Work to do:
In the listing below, find each line containing the word "strap" and copy those lines out.

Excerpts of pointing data
----

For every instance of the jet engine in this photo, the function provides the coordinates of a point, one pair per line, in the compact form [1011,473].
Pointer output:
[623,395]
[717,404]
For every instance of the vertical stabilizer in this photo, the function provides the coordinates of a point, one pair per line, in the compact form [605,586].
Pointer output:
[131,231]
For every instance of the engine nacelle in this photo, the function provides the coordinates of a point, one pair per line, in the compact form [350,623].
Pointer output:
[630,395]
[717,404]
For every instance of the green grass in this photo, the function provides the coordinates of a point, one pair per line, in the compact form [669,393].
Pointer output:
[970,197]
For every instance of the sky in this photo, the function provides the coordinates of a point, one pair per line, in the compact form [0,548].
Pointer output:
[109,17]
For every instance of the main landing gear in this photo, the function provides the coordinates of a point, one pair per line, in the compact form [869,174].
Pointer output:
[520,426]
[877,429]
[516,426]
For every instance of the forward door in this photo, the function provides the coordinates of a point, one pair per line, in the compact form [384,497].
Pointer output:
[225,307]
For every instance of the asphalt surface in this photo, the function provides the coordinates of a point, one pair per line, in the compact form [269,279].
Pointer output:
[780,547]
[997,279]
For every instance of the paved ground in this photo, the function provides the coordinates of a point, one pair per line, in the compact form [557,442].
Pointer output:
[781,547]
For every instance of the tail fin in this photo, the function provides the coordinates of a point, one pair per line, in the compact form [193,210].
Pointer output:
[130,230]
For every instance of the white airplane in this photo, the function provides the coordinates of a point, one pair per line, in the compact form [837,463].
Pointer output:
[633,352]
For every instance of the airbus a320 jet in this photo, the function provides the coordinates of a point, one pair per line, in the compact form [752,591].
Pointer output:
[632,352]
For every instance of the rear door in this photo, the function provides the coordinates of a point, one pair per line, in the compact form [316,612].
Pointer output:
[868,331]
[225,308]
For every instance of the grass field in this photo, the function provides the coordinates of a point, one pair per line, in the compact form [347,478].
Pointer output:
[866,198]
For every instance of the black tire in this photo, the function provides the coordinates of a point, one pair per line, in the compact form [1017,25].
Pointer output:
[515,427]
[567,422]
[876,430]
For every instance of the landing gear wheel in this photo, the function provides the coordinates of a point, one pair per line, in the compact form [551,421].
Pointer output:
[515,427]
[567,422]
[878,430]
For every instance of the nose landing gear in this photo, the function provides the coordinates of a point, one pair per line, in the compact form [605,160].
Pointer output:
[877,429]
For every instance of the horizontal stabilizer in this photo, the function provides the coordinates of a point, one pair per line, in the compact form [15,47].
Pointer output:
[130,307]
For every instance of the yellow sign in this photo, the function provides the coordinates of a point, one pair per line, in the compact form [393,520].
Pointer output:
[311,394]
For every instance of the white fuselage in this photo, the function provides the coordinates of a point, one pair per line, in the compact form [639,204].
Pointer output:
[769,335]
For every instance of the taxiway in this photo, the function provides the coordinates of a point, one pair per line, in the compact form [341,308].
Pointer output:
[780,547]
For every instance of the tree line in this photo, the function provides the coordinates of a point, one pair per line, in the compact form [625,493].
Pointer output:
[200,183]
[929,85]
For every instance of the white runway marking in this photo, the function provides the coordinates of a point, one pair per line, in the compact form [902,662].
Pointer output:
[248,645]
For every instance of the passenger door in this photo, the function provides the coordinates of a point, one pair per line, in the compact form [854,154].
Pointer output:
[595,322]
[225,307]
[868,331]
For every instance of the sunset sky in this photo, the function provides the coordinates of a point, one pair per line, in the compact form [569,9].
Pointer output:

----

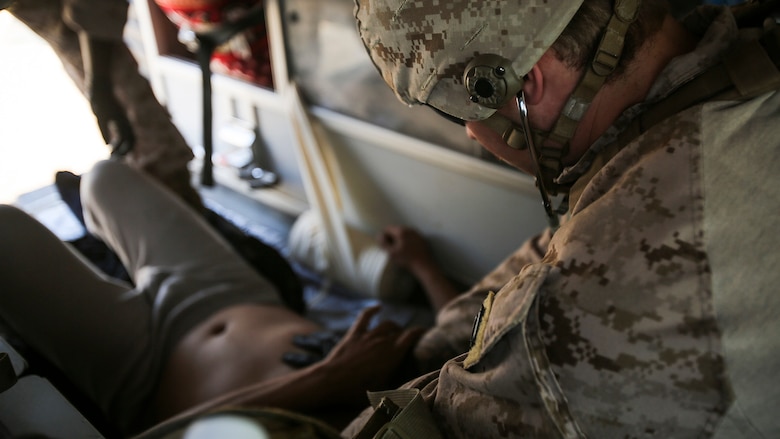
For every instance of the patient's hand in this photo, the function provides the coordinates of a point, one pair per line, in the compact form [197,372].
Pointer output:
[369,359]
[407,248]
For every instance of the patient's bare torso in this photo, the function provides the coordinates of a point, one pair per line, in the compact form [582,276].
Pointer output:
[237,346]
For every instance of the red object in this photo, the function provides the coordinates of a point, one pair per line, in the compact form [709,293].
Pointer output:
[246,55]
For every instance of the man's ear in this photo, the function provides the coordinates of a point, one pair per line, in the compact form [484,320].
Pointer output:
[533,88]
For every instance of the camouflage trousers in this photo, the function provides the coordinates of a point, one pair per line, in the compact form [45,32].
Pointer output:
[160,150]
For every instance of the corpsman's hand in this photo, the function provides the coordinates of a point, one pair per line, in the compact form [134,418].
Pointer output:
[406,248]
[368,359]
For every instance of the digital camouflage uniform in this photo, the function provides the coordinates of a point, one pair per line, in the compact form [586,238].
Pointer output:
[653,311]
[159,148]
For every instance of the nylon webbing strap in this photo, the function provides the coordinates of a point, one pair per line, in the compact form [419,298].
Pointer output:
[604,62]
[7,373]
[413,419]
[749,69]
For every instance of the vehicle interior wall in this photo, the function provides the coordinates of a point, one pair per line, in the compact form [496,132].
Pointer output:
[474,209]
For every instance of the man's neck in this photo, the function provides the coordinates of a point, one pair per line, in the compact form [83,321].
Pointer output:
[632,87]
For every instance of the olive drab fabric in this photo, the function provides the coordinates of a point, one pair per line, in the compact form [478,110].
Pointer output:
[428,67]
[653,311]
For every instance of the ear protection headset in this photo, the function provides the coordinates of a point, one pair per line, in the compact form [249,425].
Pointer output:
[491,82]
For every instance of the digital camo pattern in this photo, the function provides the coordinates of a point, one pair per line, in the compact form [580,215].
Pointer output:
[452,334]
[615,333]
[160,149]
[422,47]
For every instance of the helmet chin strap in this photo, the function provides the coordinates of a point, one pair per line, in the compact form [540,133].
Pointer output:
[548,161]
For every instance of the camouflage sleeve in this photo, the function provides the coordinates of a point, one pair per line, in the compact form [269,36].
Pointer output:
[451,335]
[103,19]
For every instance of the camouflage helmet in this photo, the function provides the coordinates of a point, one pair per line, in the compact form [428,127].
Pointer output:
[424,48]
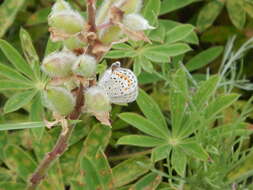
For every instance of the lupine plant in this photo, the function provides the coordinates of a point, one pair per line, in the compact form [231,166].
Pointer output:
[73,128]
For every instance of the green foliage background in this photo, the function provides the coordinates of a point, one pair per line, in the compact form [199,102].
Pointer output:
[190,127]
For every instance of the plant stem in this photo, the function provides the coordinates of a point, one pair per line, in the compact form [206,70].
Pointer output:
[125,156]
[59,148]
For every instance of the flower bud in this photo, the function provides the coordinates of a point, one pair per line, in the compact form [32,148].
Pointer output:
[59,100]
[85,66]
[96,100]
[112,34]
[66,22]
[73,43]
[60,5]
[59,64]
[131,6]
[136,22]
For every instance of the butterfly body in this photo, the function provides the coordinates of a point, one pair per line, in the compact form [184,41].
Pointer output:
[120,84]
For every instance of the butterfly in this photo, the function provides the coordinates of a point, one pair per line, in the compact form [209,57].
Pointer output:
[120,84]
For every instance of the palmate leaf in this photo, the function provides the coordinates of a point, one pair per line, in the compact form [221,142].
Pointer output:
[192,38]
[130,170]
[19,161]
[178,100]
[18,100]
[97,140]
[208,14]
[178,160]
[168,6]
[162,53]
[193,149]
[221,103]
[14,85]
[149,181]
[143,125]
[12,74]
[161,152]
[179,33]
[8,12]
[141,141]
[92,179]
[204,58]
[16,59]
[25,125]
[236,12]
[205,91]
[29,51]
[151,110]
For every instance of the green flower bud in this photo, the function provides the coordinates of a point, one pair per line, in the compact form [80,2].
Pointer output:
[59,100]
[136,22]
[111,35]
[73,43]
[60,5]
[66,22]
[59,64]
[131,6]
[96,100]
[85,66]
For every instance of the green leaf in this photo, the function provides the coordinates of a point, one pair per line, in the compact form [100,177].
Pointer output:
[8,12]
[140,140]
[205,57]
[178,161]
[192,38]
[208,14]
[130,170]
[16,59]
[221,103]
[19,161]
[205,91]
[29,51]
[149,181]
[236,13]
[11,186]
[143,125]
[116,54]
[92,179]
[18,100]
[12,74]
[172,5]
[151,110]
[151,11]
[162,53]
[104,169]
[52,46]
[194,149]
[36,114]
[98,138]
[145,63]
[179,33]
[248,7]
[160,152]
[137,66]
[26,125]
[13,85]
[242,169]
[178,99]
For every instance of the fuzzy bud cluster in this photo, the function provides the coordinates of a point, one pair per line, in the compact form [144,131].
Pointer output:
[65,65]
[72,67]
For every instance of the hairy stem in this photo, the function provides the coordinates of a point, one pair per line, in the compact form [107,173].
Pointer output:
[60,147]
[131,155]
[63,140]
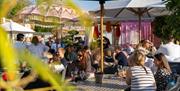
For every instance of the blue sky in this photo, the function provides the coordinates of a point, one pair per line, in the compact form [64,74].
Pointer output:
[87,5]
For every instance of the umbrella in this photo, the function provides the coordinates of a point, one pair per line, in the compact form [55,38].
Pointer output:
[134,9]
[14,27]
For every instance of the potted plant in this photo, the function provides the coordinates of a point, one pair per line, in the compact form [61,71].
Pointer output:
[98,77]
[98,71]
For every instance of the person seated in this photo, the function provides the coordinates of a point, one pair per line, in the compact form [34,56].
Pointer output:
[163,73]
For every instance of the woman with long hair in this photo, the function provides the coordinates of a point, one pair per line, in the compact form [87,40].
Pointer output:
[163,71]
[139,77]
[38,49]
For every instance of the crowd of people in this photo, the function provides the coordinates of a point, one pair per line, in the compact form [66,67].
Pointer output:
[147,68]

----

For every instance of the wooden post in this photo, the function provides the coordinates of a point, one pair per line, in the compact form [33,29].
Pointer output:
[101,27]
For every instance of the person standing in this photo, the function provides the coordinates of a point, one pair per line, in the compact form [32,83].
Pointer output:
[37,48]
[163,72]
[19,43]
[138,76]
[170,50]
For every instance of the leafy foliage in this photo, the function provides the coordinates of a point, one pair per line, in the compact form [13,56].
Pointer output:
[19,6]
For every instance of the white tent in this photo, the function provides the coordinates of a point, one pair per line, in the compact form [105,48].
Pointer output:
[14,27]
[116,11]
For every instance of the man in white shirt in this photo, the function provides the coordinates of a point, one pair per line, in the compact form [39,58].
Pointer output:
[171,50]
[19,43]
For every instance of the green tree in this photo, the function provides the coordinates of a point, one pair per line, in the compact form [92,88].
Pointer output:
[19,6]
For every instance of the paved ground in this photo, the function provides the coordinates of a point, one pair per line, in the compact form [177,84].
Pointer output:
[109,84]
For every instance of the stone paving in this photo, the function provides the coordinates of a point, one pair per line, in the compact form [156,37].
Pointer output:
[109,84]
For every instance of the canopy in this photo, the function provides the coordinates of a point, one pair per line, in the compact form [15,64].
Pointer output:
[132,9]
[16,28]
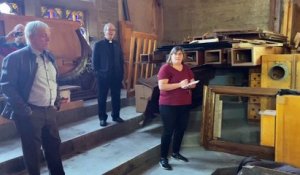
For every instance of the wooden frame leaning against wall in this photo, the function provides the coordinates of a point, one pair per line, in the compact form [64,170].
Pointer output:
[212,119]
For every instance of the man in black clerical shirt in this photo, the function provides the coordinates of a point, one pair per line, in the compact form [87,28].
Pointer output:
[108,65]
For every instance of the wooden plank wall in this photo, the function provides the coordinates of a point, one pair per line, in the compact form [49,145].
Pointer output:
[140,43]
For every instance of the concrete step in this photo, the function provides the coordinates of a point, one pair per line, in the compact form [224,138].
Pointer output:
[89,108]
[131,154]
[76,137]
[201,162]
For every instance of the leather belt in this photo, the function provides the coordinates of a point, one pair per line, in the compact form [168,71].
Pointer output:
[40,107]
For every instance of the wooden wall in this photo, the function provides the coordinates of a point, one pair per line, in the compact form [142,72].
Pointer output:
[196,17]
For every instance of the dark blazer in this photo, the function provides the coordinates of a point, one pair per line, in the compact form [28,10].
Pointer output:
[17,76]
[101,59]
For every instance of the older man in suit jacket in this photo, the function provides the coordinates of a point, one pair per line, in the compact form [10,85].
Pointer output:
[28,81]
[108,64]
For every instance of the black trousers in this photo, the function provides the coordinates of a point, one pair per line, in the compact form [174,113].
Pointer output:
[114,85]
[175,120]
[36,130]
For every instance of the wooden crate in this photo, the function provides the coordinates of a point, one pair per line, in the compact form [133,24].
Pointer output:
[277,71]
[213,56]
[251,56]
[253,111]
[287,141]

----

Full answer:
For every instance of the nylon webbing strap in this photo, the function provides the coordinates of a point, one pair per line, in the compact form [419,298].
For every instance of the helmet chin strap in this photo, the function provides the coordinates of a point, one pair per line, in the compact form [540,133].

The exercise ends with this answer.